Goal = Rewrite every item below with "heavily occluded" replaced by "partly hidden", keeping everything else unchanged.

Input data =
▶
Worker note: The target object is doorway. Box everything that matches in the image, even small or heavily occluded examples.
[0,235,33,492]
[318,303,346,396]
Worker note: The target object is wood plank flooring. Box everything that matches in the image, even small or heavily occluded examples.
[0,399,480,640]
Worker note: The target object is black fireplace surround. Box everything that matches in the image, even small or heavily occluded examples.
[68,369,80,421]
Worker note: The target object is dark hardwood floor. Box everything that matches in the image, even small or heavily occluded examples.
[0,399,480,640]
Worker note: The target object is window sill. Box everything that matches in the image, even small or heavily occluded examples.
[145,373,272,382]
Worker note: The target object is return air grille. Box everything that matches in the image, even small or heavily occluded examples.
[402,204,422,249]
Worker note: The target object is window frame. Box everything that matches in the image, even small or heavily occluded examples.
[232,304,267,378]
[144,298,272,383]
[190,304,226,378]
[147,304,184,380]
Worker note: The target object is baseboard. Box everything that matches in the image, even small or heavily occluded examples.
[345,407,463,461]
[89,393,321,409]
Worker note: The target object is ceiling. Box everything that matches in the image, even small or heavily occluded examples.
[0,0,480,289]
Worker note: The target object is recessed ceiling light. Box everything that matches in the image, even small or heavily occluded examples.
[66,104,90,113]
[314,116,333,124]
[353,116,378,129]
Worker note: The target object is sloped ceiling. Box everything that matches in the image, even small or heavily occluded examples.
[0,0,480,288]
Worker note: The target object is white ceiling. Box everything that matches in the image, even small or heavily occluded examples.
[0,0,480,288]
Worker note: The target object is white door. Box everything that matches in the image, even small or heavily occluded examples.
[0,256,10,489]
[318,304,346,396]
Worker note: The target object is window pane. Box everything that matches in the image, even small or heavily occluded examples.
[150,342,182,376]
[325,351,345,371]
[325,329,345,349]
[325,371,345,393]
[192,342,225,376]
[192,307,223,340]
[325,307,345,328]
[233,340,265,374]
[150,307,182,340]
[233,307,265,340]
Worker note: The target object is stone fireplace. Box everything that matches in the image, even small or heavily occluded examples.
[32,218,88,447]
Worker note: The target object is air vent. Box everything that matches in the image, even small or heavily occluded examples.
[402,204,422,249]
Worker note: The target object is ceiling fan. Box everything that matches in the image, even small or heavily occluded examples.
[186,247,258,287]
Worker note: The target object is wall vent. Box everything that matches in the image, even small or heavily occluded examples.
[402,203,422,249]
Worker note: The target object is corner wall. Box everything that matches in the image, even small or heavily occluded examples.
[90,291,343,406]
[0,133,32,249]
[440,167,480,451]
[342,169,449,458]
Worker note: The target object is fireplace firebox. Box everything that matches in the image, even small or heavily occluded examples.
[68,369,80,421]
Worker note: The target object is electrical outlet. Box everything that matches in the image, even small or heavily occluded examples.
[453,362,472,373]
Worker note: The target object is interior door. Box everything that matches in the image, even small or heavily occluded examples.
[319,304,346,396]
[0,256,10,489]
◀
Full solution =
Worker note: The target object is doorway. Box everything that matches in the image, even small or partly hidden examples.
[0,235,33,492]
[318,303,346,396]
Worker note: The target object is wood plank flooring. Box everything that matches in the image, even small or partly hidden examples.
[0,399,480,640]
Worker note: The target object is black fireplace surround. Box everything that matches in the image, even small or partly hidden examples.
[68,369,80,421]
Worker note: The target object is dark hardwood floor. Box everything that matches in the image, even small or partly hidden examples.
[0,399,480,640]
Worker note: The target object is window sill. Box everything that matches in the image, even small or partly hidden examples.
[145,373,272,382]
Worker note: The target object is return air grille. Box everything that matches in the image, even small or partly hidden examples.
[402,204,422,249]
Worker note: The target object is window frame. Box everything that matches in the image, even small or partly hidden examples.
[232,304,267,378]
[144,298,272,383]
[190,304,226,378]
[147,304,184,380]
Worker note: The target object is baseboard. Box everything that matches in the image, even small or partly hidden examples.
[345,407,463,461]
[89,393,321,409]
Worker note: The target object is ceiling. Box everything that matches in the image, even small or partly hidden examples.
[0,0,480,289]
Worker note: The target object is recessed ceiling light. Box everything that matches in the image, even small or partly hidden examples.
[66,104,90,113]
[314,116,333,124]
[353,116,378,129]
Worker note: The target object is sloped ceiling. Box everything that matches in the image, even small or partly hidden examples.
[0,0,480,288]
Worker note: The target object is white ceiling. Box everything that matches in the image, even small or partly hidden examples.
[0,0,480,288]
Worker note: The target object is white door. Box everything that matches in the image, even small or partly hidden examples.
[0,256,10,489]
[318,304,346,396]
Worker note: The target object is window pane. Box everything that matches in the image, even small or partly hidden examples.
[150,342,182,376]
[325,351,345,371]
[325,329,345,349]
[325,371,345,393]
[192,342,225,376]
[192,307,223,340]
[325,307,345,328]
[233,340,265,374]
[150,307,182,340]
[233,307,265,340]
Worker note: The target object is stone fireplace. Box everything that matches in the image, even small or partly hidden examples.
[32,218,88,447]
Worker note: The target object is air vent. Box everything that matches in the image, even small or partly hidden examples.
[402,204,422,249]
Worker note: The target object is ceiling fan. Box everything that matches in the image, even small or partly hidden examples.
[186,247,258,287]
Worker note: The target object is wall vent. Box everything that matches in the image, even small or partly hidden examples.
[402,203,422,249]
Worker note: The target object is corner wall. Box everything that matches in the image, even small or partly hidden examples.
[90,291,343,406]
[0,133,32,249]
[440,167,480,451]
[342,169,449,458]
Worker note: The target object is fireplace firebox. Box everything that matches in the image, even small or partly hidden examples.
[68,369,80,421]
Worker note: The target object is electrical outlet. Box everything that matches in the image, even small or partly hidden examples.
[453,362,472,373]
Worker note: The target object is interior door. Box everything that matches in the image, even small or partly hidden examples.
[319,304,346,396]
[0,256,10,489]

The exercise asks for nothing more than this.